──────── Excerpted records ────────

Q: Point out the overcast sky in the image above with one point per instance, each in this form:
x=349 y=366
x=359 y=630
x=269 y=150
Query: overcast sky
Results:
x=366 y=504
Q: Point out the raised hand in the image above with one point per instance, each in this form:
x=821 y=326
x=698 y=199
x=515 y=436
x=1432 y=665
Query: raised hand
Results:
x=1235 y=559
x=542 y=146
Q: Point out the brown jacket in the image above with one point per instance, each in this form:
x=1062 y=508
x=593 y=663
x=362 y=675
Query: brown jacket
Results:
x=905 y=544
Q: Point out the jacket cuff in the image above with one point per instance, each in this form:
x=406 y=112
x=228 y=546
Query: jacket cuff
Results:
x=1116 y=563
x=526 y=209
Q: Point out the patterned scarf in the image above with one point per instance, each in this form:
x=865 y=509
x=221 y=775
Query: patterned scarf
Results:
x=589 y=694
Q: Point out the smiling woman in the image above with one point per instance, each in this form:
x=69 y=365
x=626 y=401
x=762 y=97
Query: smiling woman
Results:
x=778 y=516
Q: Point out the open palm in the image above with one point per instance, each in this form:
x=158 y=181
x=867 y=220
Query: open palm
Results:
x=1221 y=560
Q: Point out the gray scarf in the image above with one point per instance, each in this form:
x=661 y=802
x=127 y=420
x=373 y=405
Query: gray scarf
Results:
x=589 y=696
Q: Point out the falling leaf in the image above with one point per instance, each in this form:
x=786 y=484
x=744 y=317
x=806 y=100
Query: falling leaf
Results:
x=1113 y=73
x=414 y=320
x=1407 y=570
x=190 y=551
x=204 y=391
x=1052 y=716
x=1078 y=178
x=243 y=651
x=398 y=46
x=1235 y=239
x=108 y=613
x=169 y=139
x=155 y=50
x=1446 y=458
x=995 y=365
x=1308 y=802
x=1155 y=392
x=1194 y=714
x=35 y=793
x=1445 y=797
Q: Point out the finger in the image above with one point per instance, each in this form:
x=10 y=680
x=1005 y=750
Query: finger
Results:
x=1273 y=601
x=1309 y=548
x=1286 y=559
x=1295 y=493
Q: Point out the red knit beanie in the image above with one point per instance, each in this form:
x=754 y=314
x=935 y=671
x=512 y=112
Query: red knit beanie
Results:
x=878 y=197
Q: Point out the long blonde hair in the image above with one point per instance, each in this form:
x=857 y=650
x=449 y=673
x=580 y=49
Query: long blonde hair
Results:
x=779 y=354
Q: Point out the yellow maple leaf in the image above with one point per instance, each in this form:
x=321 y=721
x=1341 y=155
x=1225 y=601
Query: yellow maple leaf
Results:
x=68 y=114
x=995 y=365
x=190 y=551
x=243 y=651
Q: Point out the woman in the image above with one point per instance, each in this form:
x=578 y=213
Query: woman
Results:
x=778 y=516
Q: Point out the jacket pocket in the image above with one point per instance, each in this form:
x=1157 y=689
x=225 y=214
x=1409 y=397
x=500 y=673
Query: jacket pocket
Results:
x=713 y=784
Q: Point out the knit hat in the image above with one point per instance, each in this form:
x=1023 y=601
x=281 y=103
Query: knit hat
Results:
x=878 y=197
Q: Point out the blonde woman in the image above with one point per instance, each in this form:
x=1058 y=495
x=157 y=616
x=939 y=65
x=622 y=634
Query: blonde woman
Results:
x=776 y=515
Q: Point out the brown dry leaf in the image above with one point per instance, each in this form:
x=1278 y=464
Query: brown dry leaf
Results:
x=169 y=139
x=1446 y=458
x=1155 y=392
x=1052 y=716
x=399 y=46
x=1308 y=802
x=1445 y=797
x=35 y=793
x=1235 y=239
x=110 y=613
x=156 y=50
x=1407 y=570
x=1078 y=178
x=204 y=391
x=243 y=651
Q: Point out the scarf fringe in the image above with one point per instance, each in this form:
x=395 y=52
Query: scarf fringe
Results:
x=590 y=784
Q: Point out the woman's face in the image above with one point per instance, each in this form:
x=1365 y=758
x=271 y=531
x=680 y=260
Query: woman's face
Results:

────────

Stated exercise: Set out every line of the entries above as a Markdown table with two columns, No. for the row number and Line for the text, and leave out any blank lines.

Result of the exercise:
| No. | Line |
|---|---|
| 1 | Q: Point out the overcast sky in the image above with one point per instance, each in this form: |
| 2 | x=349 y=366 |
| 3 | x=359 y=630 |
| 4 | x=269 y=150 |
| 5 | Query: overcast sky |
| 6 | Results: |
| 7 | x=366 y=504 |
| 8 | Q: Point out the raised hand in the image above with one point per instance, each in this form: |
| 9 | x=821 y=326 |
| 10 | x=698 y=199 |
| 11 | x=515 y=436 |
| 12 | x=1432 y=665 |
| 13 | Query: raised hand |
| 14 | Results: |
| 15 | x=1235 y=559 |
| 16 | x=542 y=146 |
| 17 | Q: Point out the brown jacket in the image above with one point per instance, each in this form: |
| 18 | x=1062 y=508 |
| 19 | x=593 y=663 |
| 20 | x=362 y=675 |
| 21 | Query: brown jacket |
| 22 | Results: |
| 23 | x=905 y=544 |
| 24 | Q: Point out the jacket cuff in the image above with one point per instance, each in this form: |
| 25 | x=406 y=112 |
| 26 | x=228 y=546 |
| 27 | Query: jacket cuff |
| 28 | Results: |
| 29 | x=1116 y=563 |
| 30 | x=526 y=209 |
| 31 | Q: Point out the patterned scarf in the image above with one point per instance, each in this form: |
| 32 | x=865 y=509 |
| 33 | x=221 y=775 |
| 34 | Query: patterned scarf |
| 35 | Results: |
| 36 | x=589 y=694 |
| 37 | Q: Point out the smiling woman in the image above with one point per instance, each in this form: |
| 38 | x=69 y=365 |
| 39 | x=626 y=401 |
| 40 | x=762 y=97 |
| 41 | Query: smiling woman |
| 42 | Results: |
| 43 | x=778 y=516 |
| 44 | Q: Point out the open palm in the image above with one point per instance, each in this form: |
| 45 | x=158 y=181 |
| 46 | x=867 y=220 |
| 47 | Query: open palm |
| 48 | Results: |
| 49 | x=1221 y=560 |
| 50 | Q: Point out the gray scarf in the image above with one point per instance, each in this form: |
| 51 | x=661 y=802 |
| 52 | x=127 y=420 |
| 53 | x=373 y=405 |
| 54 | Query: gray scarf |
| 55 | Results: |
| 56 | x=589 y=696 |
| 57 | Q: Point out the falling leaf in the image above with one point per instance, each in this form: |
| 58 | x=786 y=484 |
| 59 | x=744 y=317 |
| 60 | x=806 y=100 |
| 61 | Query: falling leaf |
| 62 | Results: |
| 63 | x=1113 y=73 |
| 64 | x=414 y=320 |
| 65 | x=1407 y=570 |
| 66 | x=190 y=551 |
| 67 | x=204 y=391 |
| 68 | x=1052 y=716 |
| 69 | x=1078 y=178 |
| 70 | x=243 y=651 |
| 71 | x=398 y=46 |
| 72 | x=1235 y=239 |
| 73 | x=108 y=613 |
| 74 | x=169 y=139 |
| 75 | x=155 y=50 |
| 76 | x=1446 y=458 |
| 77 | x=995 y=365 |
| 78 | x=1308 y=802 |
| 79 | x=1155 y=392 |
| 80 | x=1194 y=714 |
| 81 | x=35 y=793 |
| 82 | x=1445 y=797 |
| 83 | Q: Point out the finger in the image above with one point per instance, each in this form: |
| 84 | x=10 y=680 |
| 85 | x=1005 y=750 |
| 86 | Query: finger |
| 87 | Results: |
| 88 | x=1273 y=601 |
| 89 | x=1309 y=548 |
| 90 | x=1286 y=559 |
| 91 | x=1295 y=493 |
| 92 | Q: Point out the red knit beanie in the image above with one point per instance, each in this form: |
| 93 | x=754 y=314 |
| 94 | x=935 y=671 |
| 95 | x=512 y=112 |
| 96 | Query: red knit beanie |
| 97 | Results: |
| 98 | x=878 y=197 |
| 99 | Q: Point out the long blonde hair in the image above with one point per instance, each in this form: |
| 100 | x=857 y=650 |
| 101 | x=449 y=673 |
| 102 | x=580 y=49 |
| 103 | Query: long blonde hair |
| 104 | Results: |
| 105 | x=779 y=354 |
| 106 | Q: Point out the yellow maple leaf in the image above with one point per instance, each in this form: |
| 107 | x=321 y=721 |
| 108 | x=1341 y=155 |
| 109 | x=1225 y=601 |
| 110 | Query: yellow maple leaf |
| 111 | Results: |
| 112 | x=68 y=114 |
| 113 | x=995 y=365 |
| 114 | x=190 y=551 |
| 115 | x=243 y=651 |
| 116 | Q: Point out the woman in the image above with one point per instance, each in this form: |
| 117 | x=578 y=213 |
| 118 | Query: woman |
| 119 | Results: |
| 120 | x=778 y=516 |
| 121 | Q: Point out the jacket pocket in the image above with one point per instance, each in this form: |
| 122 | x=1157 y=689 |
| 123 | x=225 y=214 |
| 124 | x=1409 y=397 |
| 125 | x=500 y=673 |
| 126 | Query: jacket pocket |
| 127 | Results: |
| 128 | x=713 y=784 |
| 129 | Q: Point out the knit hat in the image above with one point per instance, each in this form: |
| 130 | x=1023 y=601 |
| 131 | x=281 y=103 |
| 132 | Query: knit hat |
| 133 | Results: |
| 134 | x=878 y=197 |
| 135 | Q: Point out the blonde woman in the image above with one point per instance, each in this form: |
| 136 | x=1058 y=495 |
| 137 | x=157 y=616 |
| 138 | x=939 y=65 |
| 139 | x=622 y=634 |
| 140 | Query: blonde woman |
| 141 | Results: |
| 142 | x=776 y=515 |
| 143 | Q: Point out the brown dry leaf in the image above with one point per instance, each in this form: |
| 144 | x=1278 y=464 |
| 145 | Query: brown dry leaf |
| 146 | Results: |
| 147 | x=169 y=139 |
| 148 | x=1446 y=458 |
| 149 | x=1155 y=392 |
| 150 | x=1052 y=716 |
| 151 | x=399 y=46 |
| 152 | x=1308 y=802 |
| 153 | x=1445 y=797 |
| 154 | x=35 y=793 |
| 155 | x=1235 y=239 |
| 156 | x=110 y=613 |
| 157 | x=156 y=50 |
| 158 | x=1407 y=570 |
| 159 | x=1078 y=178 |
| 160 | x=204 y=391 |
| 161 | x=243 y=651 |
| 162 | Q: Point out the scarf fringe in the image above with one point per instance, each in this form: |
| 163 | x=395 y=52 |
| 164 | Query: scarf fringe |
| 165 | Results: |
| 166 | x=590 y=784 |
| 167 | Q: Point out the woman's face in the image above with one point per instance, each in this form: |
| 168 | x=1365 y=758 |
| 169 | x=271 y=531 |
| 170 | x=680 y=260 |
| 171 | Query: woman's face |
| 172 | Results: |